> Texte fourni

^^^^^^^^^^^^^^^^

L’AME ACCOMPLIRA EN PAIX LES MOUVEMENTS DU CORPS APRÈS LA RÉSURRECTION : LA PERFECTION DE L’AME CONSISTERA ALORS EN QUATRE VERTUS.

49. Si, dans le temps que notre pensée se reporte souvent, avec une attention profonde, sur les choses immatérielles et immuables, il s’élève par hasard en nous, à propos d’un mouvement facile et habituel du corps, comme une promenade, une psalmodie, des nombres qui s’évanouissent à notre insu, bien qu’ils n’existeraient pas sans un effort de notre activité ; si enfin, lorsque nous sommes plongés dans nos vaines imaginations, nous produisons également des nombres sans en avoir conscience ; combien cet état de l’âme né sera-t-il pas plus élevé et plus durable, lorsque notre corruption aura revêtu l’incorruptibilité, que notre mortalité aura revêtu l’immortalité[1] ? En d’autres termes, pour exprimer cette vérité simplement, lorsque Dieu aura vivifié nos corps, mortels « à cause de l’Esprit qui demeure en nous » comme dit l’Apôtre[2], avec quel bonheur, voyant Dieu seul et la vérité pure, face à face, comme il a été dit, sentirons-nous sans le moindre trouble s’élever en nous les nombres destinés à mouvoir les organes ? On ne saurait croire en effet que l’âme trouve sa félicité dans les biens qui lui doivent naissance, sans pouvoir la trouver dans les biens qui la rendent bonne elle-même.

^^^^^^^^^^^^^^^^

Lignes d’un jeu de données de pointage
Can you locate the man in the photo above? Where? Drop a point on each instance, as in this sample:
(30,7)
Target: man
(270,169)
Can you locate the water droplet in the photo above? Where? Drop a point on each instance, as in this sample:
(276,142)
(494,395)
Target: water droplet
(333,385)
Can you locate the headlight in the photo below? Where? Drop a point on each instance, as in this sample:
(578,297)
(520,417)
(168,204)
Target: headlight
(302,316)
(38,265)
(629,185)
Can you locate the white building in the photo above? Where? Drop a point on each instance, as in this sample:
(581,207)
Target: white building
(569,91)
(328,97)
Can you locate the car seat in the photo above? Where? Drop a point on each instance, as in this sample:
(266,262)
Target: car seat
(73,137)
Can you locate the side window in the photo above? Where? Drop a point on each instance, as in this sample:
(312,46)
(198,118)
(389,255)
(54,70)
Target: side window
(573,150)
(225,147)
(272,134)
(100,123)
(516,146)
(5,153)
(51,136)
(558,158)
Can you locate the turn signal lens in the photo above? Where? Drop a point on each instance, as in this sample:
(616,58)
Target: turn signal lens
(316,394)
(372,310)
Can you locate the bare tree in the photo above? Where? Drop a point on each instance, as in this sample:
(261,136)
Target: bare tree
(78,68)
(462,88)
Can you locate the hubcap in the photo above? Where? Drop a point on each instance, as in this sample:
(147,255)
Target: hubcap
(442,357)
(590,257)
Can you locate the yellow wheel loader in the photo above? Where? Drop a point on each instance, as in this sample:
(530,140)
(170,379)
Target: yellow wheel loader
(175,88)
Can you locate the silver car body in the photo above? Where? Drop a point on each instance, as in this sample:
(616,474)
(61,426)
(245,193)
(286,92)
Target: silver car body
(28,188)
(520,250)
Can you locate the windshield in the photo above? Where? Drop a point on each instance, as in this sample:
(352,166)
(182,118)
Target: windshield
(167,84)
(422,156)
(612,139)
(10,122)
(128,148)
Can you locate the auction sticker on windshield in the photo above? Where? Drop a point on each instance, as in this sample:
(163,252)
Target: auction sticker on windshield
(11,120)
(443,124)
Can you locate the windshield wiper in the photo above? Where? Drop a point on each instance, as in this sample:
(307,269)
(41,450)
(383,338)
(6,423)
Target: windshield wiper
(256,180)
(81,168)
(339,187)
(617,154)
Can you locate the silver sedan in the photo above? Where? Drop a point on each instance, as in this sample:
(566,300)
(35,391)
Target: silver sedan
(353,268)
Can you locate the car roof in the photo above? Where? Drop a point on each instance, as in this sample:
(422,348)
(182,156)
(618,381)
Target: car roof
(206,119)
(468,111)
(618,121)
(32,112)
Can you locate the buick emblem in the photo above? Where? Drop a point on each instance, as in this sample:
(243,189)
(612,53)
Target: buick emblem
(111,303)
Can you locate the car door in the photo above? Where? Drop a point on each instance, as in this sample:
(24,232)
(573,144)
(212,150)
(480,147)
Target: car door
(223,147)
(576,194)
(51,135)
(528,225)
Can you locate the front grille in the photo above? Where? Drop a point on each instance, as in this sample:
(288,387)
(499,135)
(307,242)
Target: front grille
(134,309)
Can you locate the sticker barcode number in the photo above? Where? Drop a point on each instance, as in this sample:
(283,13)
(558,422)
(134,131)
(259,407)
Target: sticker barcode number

^^^^^^^^^^^^^^^^

> Consignes écrites
a: Les affirmations suivantes concordent-elles avec le texte fourni ? (i) La psalmodie y est donnée comme exemple de mouvement facile et habituel du corps. (ii) Le texte attribue à l’Apôtre les mots sur l’Esprit qui demeure en nous. (iii) D’après le titre, la perfection de l’âme consistera alors en trois vertus. Répondez par oui ou par non à chacune, en citant les mots décisifs du texte.
b: Pouvez-vous recopier mot pour mot les lignes des données, de celle qui contient "Can you locate the silver sedan" jusqu’à la dernière ligne des données, celle-ci comprise ?

> Résultats obtenus
a:
(i) Oui : "à propos d’un mouvement facile et habituel du corps, comme une promenade, une psalmodie".
(ii) Oui : "mortels « à cause de l’Esprit qui demeure en nous » comme dit l’Apôtre".
(iii) Non : "LA PERFECTION DE L’AME CONSISTERA ALORS EN QUATRE VERTUS".

b:
Can you locate the silver sedan in the photo above? Where? Drop a point on each instance, as in this sample:
(566,300)
(35,391)
Target: silver sedan
(353,268)
Can you locate the car roof in the photo above? Where? Drop a point on each instance, as in this sample:
(422,348)
(182,156)
(618,381)
Target: car roof
(206,119)
(468,111)
(618,121)
(32,112)
Can you locate the buick emblem in the photo above? Where? Drop a point on each instance, as in this sample:
(243,189)
(612,53)
Target: buick emblem
(111,303)
Can you locate the car door in the photo above? Where? Drop a point on each instance, as in this sample:
(24,232)
(573,144)
(212,150)
(480,147)
Target: car door
(223,147)
(576,194)
(51,135)
(528,225)
Can you locate the front grille in the photo above? Where? Drop a point on each instance, as in this sample:
(288,387)
(499,135)
(307,242)
Target: front grille
(134,309)
Can you locate the sticker barcode number in the photo above? Where? Drop a point on each instance, as in this sample:
(283,13)
(558,422)
(134,131)
(259,407)
Target: sticker barcode number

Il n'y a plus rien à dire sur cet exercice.